**Work task:** The answer is the line that contains "Target phrase: driveway" followed by every later line of the entries below, each repeated exactly, and nothing else.
*** Opening Given information ***
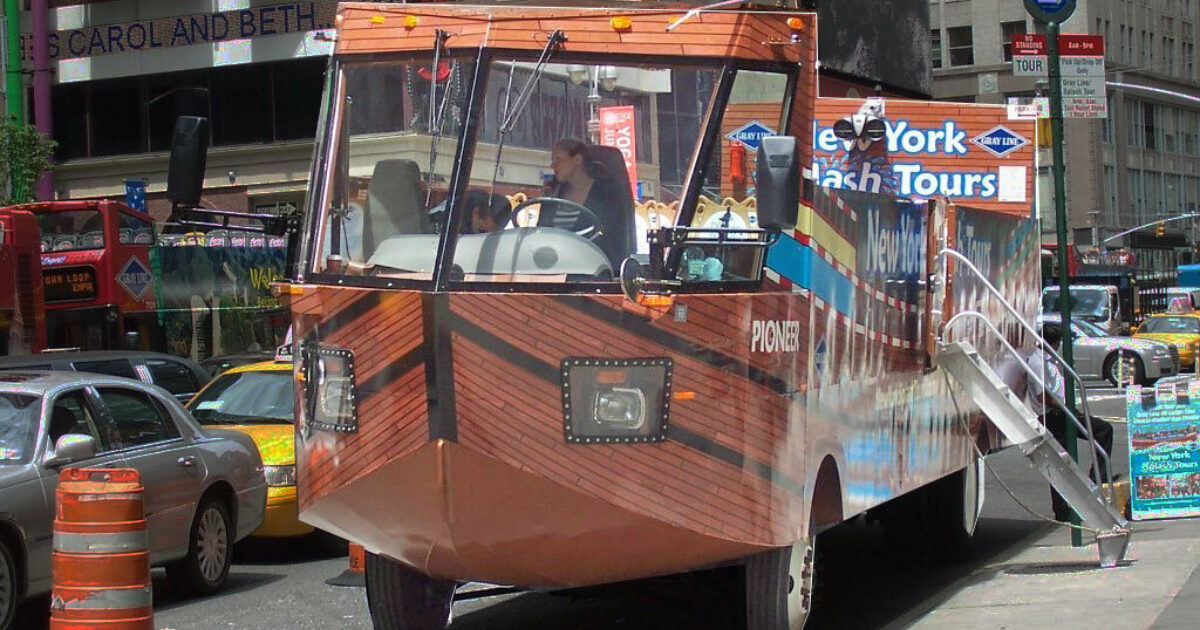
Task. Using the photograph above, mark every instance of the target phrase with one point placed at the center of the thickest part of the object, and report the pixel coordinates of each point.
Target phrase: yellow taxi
(257, 400)
(1181, 329)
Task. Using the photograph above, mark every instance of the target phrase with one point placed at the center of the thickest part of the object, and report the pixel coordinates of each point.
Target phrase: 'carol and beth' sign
(185, 30)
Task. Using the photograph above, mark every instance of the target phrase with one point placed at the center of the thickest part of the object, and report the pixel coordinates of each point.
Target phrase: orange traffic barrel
(354, 575)
(101, 558)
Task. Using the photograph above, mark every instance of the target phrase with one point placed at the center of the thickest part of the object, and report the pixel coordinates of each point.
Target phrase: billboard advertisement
(970, 154)
(877, 42)
(1164, 450)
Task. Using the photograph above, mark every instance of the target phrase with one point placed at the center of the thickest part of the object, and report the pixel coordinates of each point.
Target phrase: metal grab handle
(1097, 455)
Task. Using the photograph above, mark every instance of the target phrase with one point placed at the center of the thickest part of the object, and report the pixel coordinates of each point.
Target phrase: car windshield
(571, 165)
(1171, 325)
(66, 231)
(1089, 330)
(246, 399)
(18, 427)
(1083, 301)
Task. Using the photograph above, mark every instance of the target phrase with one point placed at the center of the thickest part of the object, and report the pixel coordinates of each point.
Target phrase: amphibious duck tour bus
(612, 385)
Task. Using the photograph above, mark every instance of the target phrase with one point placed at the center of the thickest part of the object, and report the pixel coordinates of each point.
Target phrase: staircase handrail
(1098, 454)
(1042, 342)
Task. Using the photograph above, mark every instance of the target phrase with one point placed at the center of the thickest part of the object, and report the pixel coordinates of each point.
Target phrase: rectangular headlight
(616, 401)
(329, 389)
(280, 475)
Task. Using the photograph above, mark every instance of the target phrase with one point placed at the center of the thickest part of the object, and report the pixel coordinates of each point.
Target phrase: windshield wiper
(514, 109)
(437, 112)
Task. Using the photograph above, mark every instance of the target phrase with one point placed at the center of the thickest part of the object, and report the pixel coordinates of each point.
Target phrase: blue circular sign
(1050, 10)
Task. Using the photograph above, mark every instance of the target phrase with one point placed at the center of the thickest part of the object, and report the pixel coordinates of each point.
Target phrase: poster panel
(1164, 450)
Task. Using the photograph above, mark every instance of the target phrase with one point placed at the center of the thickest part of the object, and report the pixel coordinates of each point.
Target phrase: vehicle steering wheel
(592, 225)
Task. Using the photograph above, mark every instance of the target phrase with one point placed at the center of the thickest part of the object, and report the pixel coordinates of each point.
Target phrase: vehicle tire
(401, 598)
(779, 587)
(1111, 370)
(9, 587)
(205, 568)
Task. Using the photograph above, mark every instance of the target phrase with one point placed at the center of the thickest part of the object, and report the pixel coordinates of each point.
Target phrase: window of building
(1169, 121)
(246, 105)
(1192, 193)
(1110, 196)
(1107, 124)
(1007, 31)
(1134, 130)
(935, 42)
(1151, 131)
(1137, 196)
(961, 46)
(1189, 125)
(1152, 183)
(1173, 199)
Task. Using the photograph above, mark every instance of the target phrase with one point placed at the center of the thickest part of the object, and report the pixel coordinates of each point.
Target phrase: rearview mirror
(71, 448)
(778, 181)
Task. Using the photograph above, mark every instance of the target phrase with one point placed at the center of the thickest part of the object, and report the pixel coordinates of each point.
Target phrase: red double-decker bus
(96, 276)
(22, 317)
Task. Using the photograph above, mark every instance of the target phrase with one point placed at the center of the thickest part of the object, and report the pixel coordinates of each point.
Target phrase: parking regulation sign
(1050, 10)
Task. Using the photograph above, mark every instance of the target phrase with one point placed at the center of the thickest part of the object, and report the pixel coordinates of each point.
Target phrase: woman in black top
(594, 178)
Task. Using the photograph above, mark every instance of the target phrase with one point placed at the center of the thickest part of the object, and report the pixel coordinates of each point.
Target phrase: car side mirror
(778, 183)
(71, 448)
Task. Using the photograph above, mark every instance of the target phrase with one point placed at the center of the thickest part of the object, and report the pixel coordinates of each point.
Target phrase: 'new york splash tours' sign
(971, 154)
(143, 35)
(1164, 450)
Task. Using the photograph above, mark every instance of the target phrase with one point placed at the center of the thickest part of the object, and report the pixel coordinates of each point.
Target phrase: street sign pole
(1060, 213)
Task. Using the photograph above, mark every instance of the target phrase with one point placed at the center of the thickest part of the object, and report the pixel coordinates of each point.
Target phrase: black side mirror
(778, 181)
(189, 156)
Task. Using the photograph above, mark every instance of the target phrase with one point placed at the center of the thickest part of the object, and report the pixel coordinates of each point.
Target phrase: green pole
(1060, 213)
(16, 94)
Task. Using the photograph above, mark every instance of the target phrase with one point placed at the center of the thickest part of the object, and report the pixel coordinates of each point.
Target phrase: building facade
(1139, 165)
(124, 70)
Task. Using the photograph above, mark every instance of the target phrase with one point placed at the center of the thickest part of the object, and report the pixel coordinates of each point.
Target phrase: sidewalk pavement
(1047, 583)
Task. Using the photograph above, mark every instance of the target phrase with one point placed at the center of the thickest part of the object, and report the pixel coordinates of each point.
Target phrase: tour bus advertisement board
(971, 154)
(1164, 450)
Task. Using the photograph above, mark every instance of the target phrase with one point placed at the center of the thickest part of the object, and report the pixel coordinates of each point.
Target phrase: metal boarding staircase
(961, 361)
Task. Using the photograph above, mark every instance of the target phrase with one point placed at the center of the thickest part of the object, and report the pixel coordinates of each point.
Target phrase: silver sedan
(204, 489)
(1098, 354)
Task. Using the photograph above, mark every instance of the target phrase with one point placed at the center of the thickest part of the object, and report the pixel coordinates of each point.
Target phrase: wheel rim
(799, 583)
(211, 545)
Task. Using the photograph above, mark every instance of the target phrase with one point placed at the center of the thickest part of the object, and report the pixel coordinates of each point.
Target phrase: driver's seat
(618, 240)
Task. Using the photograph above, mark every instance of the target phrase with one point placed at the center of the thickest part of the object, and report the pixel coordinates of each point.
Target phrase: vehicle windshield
(246, 399)
(573, 163)
(18, 427)
(1171, 325)
(1087, 329)
(1084, 303)
(66, 231)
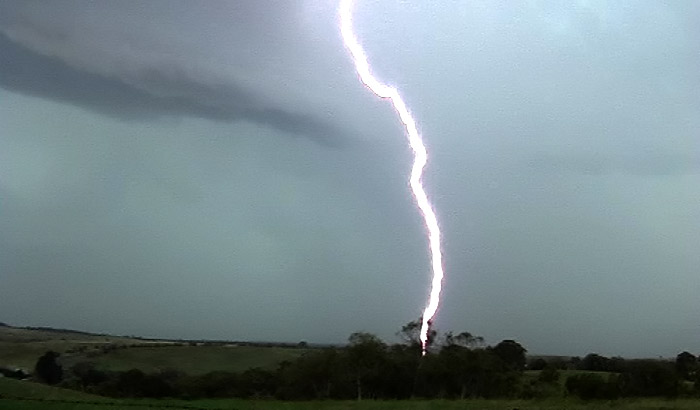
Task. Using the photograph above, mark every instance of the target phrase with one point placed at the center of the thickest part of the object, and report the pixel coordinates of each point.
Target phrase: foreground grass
(23, 395)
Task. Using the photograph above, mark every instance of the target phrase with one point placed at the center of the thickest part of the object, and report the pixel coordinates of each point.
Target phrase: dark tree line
(459, 366)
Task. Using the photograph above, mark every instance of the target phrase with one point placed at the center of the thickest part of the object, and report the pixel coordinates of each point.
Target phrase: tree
(464, 339)
(511, 353)
(47, 368)
(686, 365)
(366, 354)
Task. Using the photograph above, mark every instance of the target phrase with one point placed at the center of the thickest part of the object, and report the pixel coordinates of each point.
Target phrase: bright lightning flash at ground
(421, 157)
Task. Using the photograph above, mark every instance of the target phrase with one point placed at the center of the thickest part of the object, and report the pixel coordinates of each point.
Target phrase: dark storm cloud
(158, 91)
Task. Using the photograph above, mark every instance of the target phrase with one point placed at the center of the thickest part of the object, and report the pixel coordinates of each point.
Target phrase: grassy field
(196, 359)
(22, 347)
(40, 397)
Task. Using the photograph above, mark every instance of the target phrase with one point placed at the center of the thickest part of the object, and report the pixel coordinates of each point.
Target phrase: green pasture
(25, 395)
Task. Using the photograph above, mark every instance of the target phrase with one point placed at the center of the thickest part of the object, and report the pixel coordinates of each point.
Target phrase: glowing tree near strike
(420, 159)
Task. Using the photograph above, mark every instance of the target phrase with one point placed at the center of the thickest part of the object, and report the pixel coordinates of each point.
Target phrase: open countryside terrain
(21, 347)
(26, 395)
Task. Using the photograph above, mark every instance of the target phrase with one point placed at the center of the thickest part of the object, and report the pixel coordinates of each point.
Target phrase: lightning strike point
(415, 140)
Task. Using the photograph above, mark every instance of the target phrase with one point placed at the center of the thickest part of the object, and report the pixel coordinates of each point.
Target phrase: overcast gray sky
(194, 169)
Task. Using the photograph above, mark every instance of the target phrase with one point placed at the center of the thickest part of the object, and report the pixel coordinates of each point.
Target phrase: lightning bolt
(420, 159)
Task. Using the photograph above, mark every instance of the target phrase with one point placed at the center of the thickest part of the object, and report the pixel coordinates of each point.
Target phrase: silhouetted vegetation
(457, 367)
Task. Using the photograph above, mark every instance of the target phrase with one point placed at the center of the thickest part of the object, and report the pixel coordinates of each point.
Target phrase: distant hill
(20, 347)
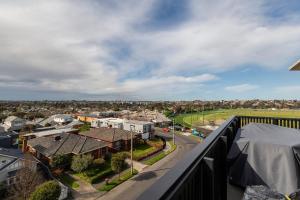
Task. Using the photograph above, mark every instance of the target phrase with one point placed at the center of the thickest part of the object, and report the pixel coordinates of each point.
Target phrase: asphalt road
(134, 187)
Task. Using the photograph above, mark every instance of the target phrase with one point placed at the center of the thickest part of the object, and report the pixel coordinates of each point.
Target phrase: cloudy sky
(149, 49)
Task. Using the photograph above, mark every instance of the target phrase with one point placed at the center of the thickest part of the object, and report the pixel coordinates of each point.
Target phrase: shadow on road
(145, 176)
(148, 175)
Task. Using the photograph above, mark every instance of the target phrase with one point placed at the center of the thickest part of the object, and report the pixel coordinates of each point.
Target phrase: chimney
(57, 138)
(24, 146)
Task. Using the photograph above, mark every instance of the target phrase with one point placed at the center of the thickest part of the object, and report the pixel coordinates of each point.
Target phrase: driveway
(132, 188)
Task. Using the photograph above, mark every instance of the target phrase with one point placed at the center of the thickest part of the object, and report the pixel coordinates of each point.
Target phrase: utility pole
(174, 128)
(131, 150)
(203, 114)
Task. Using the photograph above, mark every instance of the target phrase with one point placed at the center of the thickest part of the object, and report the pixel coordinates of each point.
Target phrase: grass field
(219, 116)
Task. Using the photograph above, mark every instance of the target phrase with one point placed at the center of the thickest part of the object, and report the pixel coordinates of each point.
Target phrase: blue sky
(149, 49)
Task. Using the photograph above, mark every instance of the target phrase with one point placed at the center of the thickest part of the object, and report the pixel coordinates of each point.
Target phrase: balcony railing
(202, 174)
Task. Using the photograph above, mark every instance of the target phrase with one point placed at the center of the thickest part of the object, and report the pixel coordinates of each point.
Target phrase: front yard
(68, 180)
(116, 181)
(143, 150)
(96, 174)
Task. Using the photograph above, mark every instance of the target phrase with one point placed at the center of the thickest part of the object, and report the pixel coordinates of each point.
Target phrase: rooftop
(65, 143)
(108, 134)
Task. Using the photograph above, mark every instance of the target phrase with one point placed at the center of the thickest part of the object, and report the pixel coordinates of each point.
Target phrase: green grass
(218, 116)
(96, 173)
(143, 149)
(69, 181)
(115, 182)
(160, 155)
*** Closing Given information ***
**Response to this task:**
Target phrase: driveway
(132, 188)
Task. Using the photograph above, mark every instance of the target phrase with one point placed at the center of the thickest part of the object, and report the pixel coordinates of each point.
Target phrase: utility pole
(174, 128)
(131, 150)
(203, 114)
Task. Using the photograph above, mark every instance of the target phrase with one point placed at the center of the thickest part of the object, and report the pixel coordinates of each point.
Target phrase: grass field
(219, 116)
Task. Using the photograph above, mark every instance of the target phrase with one point placed at the center of the thickest part of the object, and report the pixel coordinates of each point.
Target phrase: blue sky
(149, 49)
Task. Using the photograph above, mark every instance of the target phrase with one point placed at the center of the thickest part of the object, and report the pixel coordinates of each point.
Target phrase: balcony railing
(202, 174)
Task. Using the photograph above, mark every instance of the target phrase with one point placed at the center of the thickest part of the object, and report the pixel coordinates of each point.
Target phrase: front yard
(68, 180)
(116, 181)
(143, 150)
(96, 174)
Task. Using the photograph above, mark every instance of the target phrase with one point placed at the center of the thickest part of the object, and report the pixel coordinates of each point.
Target phrase: rooftop
(65, 143)
(108, 134)
Task. Using the photograph above, mark every instance of the target phrase with one point placed at the center of the thickest part of the object, and report the pixel coordinates of each point.
Target phrase: green grass
(218, 116)
(96, 173)
(143, 149)
(69, 181)
(115, 182)
(160, 155)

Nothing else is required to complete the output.